Personal information
- Full name: Andrew Murdison
- Born: 16 May 1898 Lauder, Scottish Borders, Scotland
- Died: 1968 (aged 70) Earlston, Scotland

Playing information

Rugby union
- Position: Centre
Club
| Years | Team | Pld | T | G | FG | P |
| ≤1923–23 | Galashiels RFC |  |  |  |  |  |
Representative
| Years | Team | Pld | T | G | FG | P |
| 1920s | Scottish Borders |  |  |  |  |  |

Rugby league
Club
| Years | Team | Pld | T | G | FG | P |
| 1923–29 | Halifax | 174 | 92 | 135 | 0 | 546 |
Representative
| Years | Team | Pld | T | G | FG | P |
| 1926 | Other Nationalities | 1 | 1 | 0 | 0 | 3 |
- Source:

= Andrew Murdison =

Scottish rugby footballer

Andrew Murdison (16 May 1898 – 1968) was a Scottish rugby union and professional rugby league footballer who played in the 1920s. He played representative level rugby union (RU) for Scottish Borders, and at club level for Galashiels RFC (captain), as a centre, and representative level rugby league (RL) for Other Nationalities, and at club level for Halifax.

# AIM OF THE TASK
Extend the article on the rugby player Andrew Murdison, starting right after its final sentence.

# SUPPLIED RECORDS
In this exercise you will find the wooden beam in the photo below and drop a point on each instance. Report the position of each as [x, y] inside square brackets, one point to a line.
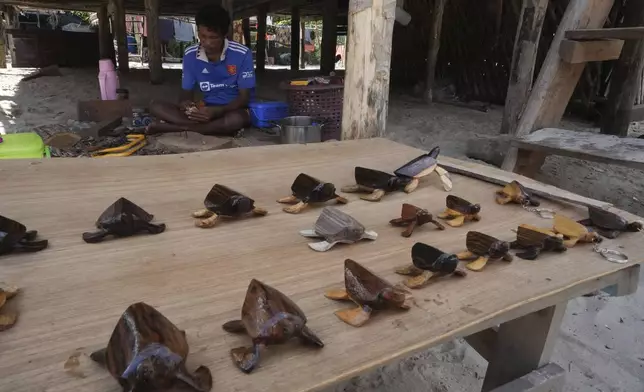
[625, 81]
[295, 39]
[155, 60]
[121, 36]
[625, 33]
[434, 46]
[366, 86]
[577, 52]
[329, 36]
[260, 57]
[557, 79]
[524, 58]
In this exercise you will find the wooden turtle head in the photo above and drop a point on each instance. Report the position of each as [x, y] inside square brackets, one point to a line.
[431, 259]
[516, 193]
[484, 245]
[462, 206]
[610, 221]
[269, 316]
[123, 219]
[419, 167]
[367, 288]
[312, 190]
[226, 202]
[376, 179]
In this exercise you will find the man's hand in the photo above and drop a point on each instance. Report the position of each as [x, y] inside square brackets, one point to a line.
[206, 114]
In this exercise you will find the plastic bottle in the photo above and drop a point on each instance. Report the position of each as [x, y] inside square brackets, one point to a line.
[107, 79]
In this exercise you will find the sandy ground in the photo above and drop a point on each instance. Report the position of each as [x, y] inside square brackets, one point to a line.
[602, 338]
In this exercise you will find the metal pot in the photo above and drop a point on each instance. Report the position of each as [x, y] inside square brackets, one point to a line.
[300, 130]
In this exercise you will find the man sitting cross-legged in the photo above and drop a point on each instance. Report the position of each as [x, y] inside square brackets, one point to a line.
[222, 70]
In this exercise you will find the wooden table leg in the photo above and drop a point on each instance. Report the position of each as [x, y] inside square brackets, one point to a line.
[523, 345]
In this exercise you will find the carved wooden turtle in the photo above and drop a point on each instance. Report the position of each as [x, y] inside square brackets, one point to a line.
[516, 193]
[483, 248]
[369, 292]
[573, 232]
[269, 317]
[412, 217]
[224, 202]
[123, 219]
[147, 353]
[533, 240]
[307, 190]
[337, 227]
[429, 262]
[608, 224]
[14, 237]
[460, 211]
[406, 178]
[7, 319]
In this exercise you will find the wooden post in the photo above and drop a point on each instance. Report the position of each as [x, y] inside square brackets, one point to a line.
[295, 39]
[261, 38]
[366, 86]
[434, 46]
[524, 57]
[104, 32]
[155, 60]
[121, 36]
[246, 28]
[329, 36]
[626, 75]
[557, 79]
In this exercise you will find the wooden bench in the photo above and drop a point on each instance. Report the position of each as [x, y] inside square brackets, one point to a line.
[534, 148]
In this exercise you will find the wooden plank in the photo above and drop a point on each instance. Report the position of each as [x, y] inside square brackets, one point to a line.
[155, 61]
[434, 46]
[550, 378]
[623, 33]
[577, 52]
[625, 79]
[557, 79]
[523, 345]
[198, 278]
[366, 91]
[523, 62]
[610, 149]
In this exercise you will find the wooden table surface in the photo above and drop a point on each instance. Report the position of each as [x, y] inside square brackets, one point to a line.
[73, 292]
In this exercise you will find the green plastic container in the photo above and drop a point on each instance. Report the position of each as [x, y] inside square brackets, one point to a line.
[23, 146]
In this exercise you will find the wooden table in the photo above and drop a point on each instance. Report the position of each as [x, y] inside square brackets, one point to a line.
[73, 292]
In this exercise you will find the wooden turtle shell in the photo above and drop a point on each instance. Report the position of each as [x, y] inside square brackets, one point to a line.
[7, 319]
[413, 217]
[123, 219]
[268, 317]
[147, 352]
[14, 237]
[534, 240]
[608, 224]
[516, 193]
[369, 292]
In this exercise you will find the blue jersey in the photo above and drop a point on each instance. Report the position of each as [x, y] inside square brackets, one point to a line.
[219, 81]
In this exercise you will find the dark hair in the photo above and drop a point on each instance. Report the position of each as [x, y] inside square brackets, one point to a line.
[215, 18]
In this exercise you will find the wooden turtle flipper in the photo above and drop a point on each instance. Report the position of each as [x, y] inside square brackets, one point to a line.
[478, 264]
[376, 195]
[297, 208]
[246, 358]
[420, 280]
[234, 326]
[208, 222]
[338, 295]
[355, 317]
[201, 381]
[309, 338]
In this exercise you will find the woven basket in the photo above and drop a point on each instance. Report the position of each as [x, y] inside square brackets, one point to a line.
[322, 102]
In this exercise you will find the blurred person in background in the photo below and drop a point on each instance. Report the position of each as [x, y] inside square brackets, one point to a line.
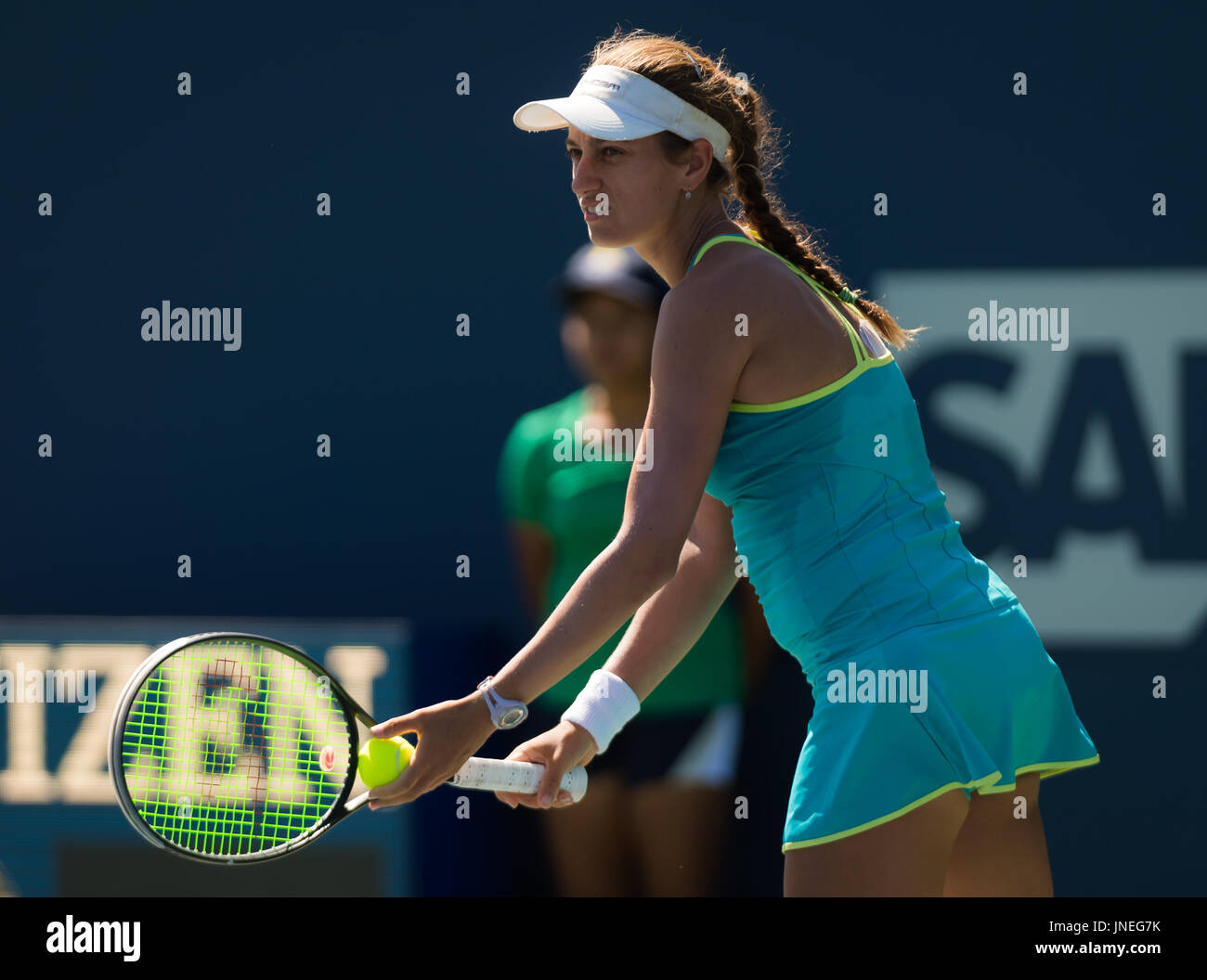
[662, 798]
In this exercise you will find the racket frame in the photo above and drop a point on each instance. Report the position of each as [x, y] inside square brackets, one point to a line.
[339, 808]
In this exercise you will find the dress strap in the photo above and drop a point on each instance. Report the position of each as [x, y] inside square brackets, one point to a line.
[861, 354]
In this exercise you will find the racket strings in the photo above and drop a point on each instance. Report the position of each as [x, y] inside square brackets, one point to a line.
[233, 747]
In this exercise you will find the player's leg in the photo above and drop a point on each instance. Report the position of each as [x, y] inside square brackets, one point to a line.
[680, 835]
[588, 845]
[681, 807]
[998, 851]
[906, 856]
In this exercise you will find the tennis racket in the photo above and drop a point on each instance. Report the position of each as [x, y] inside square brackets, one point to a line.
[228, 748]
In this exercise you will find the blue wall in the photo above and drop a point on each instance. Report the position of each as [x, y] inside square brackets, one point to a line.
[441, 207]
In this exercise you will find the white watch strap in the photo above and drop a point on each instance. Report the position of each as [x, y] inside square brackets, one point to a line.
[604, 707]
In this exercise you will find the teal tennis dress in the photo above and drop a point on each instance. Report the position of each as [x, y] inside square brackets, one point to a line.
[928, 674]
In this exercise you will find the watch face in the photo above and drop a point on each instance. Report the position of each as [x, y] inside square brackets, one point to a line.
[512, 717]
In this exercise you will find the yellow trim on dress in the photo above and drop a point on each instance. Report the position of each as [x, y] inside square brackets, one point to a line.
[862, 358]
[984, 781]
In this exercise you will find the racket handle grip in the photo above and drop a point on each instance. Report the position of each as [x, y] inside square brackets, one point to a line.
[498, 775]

# TASK OUTPUT
==Early life and family==
Murdison was born in Lauder, Scottish Borders, to Robert Hope Murdison, a plumber, and Elizabeth Copeland Forbes. His family was active in rugby union. His father and an uncle, Thomas B. Murdison, both played for Galashiels RFC in the 1890s. Tom Murdison was permanently suspended for a notorious incident at Mossilee. In later life, Andrew Murdison joined his father's plumbing business in Earlston.

==Rugby league==
In 1923, moved south to England to become a rugby league professional, signing for Halifax.

Murdison won one cap for Other Nationalities while at Halifax in 1926.

==Contemporaneous article extract==
"A. Murdison. Halifax (Northern Rugby league.) "A. Murdison is one of the club's finest discoveries. Born in Lowden (sic), he became connected with the Galashiels Rugby Union club, and quickly won distinction as a centre three-quarter with wonderful anticipation, and before turning professional, represented his county, besides being captain of his side. He possesses great speed, and is a strong straight runner. He played in the trial games for the last Australian tour in 1924, and only just missed securing a place."